---------- SUPPLIED RECORDS

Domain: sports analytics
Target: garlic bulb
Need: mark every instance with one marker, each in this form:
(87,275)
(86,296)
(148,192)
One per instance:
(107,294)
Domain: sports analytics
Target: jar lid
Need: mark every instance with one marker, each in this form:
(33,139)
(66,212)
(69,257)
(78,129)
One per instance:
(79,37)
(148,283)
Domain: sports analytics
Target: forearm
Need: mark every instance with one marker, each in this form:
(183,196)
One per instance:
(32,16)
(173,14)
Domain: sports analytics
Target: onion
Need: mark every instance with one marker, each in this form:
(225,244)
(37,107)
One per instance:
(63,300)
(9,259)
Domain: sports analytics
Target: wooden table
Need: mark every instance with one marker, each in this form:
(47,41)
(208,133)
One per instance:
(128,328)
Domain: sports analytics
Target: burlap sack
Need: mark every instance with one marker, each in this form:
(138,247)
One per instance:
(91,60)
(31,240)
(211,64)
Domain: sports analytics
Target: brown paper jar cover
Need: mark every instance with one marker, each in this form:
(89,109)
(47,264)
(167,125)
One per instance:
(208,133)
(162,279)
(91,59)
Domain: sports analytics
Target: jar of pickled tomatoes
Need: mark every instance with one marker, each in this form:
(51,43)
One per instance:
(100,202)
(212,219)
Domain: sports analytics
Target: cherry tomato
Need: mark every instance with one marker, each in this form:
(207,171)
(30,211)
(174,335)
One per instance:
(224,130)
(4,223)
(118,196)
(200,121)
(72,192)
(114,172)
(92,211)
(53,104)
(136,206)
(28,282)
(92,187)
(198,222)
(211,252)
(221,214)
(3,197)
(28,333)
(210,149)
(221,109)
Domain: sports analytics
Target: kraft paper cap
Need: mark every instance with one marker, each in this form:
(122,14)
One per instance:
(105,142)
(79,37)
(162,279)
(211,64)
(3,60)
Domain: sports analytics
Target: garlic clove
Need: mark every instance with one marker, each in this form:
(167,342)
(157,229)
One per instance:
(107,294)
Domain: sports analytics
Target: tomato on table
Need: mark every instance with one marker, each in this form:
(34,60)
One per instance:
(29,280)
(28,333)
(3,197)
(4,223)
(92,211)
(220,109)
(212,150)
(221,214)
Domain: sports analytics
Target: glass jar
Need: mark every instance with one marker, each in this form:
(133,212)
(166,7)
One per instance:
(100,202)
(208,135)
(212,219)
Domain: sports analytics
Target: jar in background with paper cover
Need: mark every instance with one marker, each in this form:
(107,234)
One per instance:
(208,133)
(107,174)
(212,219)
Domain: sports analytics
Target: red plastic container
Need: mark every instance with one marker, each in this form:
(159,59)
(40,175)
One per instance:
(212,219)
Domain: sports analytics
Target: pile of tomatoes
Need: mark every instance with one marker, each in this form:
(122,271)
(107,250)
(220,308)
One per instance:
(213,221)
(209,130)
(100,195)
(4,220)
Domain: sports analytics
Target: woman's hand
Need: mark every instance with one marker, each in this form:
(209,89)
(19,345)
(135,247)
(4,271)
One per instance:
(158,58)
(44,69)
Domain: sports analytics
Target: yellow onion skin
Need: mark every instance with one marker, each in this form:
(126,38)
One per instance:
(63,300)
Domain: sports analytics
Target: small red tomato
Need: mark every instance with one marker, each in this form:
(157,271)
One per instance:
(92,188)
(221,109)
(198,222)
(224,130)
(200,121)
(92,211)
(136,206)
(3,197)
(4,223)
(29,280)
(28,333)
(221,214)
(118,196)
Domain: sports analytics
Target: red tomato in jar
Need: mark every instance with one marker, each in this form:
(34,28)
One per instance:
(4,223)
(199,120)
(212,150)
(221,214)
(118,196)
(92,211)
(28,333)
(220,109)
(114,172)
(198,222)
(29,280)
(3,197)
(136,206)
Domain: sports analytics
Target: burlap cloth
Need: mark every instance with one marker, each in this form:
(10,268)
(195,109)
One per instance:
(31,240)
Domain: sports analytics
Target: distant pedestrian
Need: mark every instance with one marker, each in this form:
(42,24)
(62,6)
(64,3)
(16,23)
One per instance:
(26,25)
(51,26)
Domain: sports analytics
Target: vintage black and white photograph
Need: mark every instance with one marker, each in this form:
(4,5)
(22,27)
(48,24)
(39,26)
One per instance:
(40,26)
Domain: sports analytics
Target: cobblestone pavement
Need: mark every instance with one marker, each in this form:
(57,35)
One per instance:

--------------------

_GIVEN INSTRUCTION_: Print every line of the records exactly. Omit nothing.

_SOLVED EXERCISE_:
Domain: sports analytics
Target: garlic bulb
Need: mark every instance with one marker, each in this form:
(87,275)
(86,296)
(148,192)
One per instance:
(107,294)
Domain: sports analytics
Target: jar lid
Need: mark every instance with one marker, each in this form:
(33,139)
(66,212)
(69,257)
(78,129)
One per instance:
(79,37)
(148,283)
Domain: sports analytics
Target: forearm
Need: mark every instance with one marker, each in this form:
(183,196)
One per instance:
(32,16)
(173,14)
Domain: sports analytics
Target: onion
Need: mark every instance with one marker, each in this form:
(225,244)
(37,107)
One per instance:
(63,300)
(9,259)
Domain: sports analytics
Target: wooden table
Need: mark every instance with one marker, each in this form:
(47,41)
(208,133)
One per instance:
(128,328)
Domain: sports analytics
Target: burlap sack
Need: mark every instance with one marker, each in this form:
(138,247)
One per instance:
(91,60)
(31,240)
(211,64)
Domain: sports analytics
Target: brown paper jar cover
Need: mark every instance with one marker, each in this form:
(89,109)
(47,264)
(167,125)
One per instance:
(208,133)
(162,279)
(91,59)
Domain: sports analytics
Target: jar of pickled tomatoes
Need: mark every instance with one marker, each in this form:
(51,43)
One per instance:
(100,202)
(212,219)
Domain: sports analytics
Target: cherry tomato
Need: mark every instance with one marker, each in this form:
(207,171)
(30,211)
(174,335)
One per instance:
(224,130)
(4,223)
(118,196)
(200,121)
(72,192)
(114,172)
(92,211)
(53,104)
(136,206)
(28,282)
(92,187)
(198,222)
(211,252)
(221,214)
(3,197)
(28,333)
(210,149)
(221,109)
Domain: sports analytics
Target: kraft paper cap
Need: mark every instance with one marker, each in this form:
(122,14)
One per instance:
(105,142)
(79,37)
(162,279)
(211,64)
(3,60)
Domain: sports analytics
Target: garlic clove
Need: mark every instance with one marker, each in this form:
(167,342)
(157,229)
One per instance:
(107,294)
Domain: sports analytics
Target: tomato on table
Need: mark every instance with one marker, each in this form:
(34,60)
One per instance:
(29,280)
(28,333)
(3,197)
(4,223)
(92,211)
(220,109)
(212,150)
(221,214)
Domain: sports analytics
Target: glass jar
Need: mark every instance with one marker, each in this form:
(133,212)
(166,7)
One per instance:
(100,202)
(208,135)
(212,219)
Domain: sports analytics
Target: jar in background with paper cover
Need: mark every instance with one marker, each in this form:
(107,234)
One per instance:
(208,133)
(107,174)
(212,219)
Domain: sports analytics
Target: red plastic container
Need: mark every instance with one marker, each in this form:
(159,59)
(40,175)
One per instance:
(212,219)
Domain: sports analytics
Target: pile of tomatoes
Need: mark every instance with one marker, each in this form:
(122,271)
(107,250)
(220,308)
One per instance:
(213,221)
(209,130)
(100,195)
(4,220)
Domain: sports analytics
Target: woman's hand
Need: mark every instance with one marker, each in this form:
(209,89)
(19,345)
(135,247)
(4,271)
One per instance:
(158,58)
(44,69)
Domain: sports analytics
Target: yellow onion skin
Need: mark every instance with one marker, each in this form:
(126,38)
One per instance:
(63,300)
Domain: sports analytics
Target: small red tomato
Need: mark every instance with one marker, each in this form:
(157,271)
One per instance:
(92,188)
(221,109)
(198,222)
(224,130)
(200,121)
(92,211)
(136,206)
(3,197)
(4,223)
(29,280)
(28,333)
(221,214)
(118,196)
Domain: sports analytics
Target: red tomato in jar
Need: mark every instance with one marker, each in this form:
(34,28)
One per instance:
(4,223)
(199,120)
(212,150)
(221,214)
(118,196)
(92,211)
(28,333)
(220,109)
(114,172)
(198,222)
(29,280)
(3,197)
(136,206)
Domain: sports analytics
Target: burlap cloth
Need: mark every instance with one marker, each in this form:
(10,268)
(195,109)
One per instance:
(31,240)
Domain: sports analytics
Target: distant pedestrian
Need: mark every instance with one marker, each in this form:
(42,24)
(62,6)
(64,3)
(16,23)
One per instance:
(26,25)
(51,26)
Domain: sports analytics
Target: vintage black and white photograph
Need: mark every instance with one marker, each in this form:
(4,5)
(22,27)
(48,24)
(39,26)
One per instance:
(40,26)
Domain: sports analytics
Target: cobblestone pavement
Need: mark every instance with one marker, each in this form:
(57,35)
One per instance:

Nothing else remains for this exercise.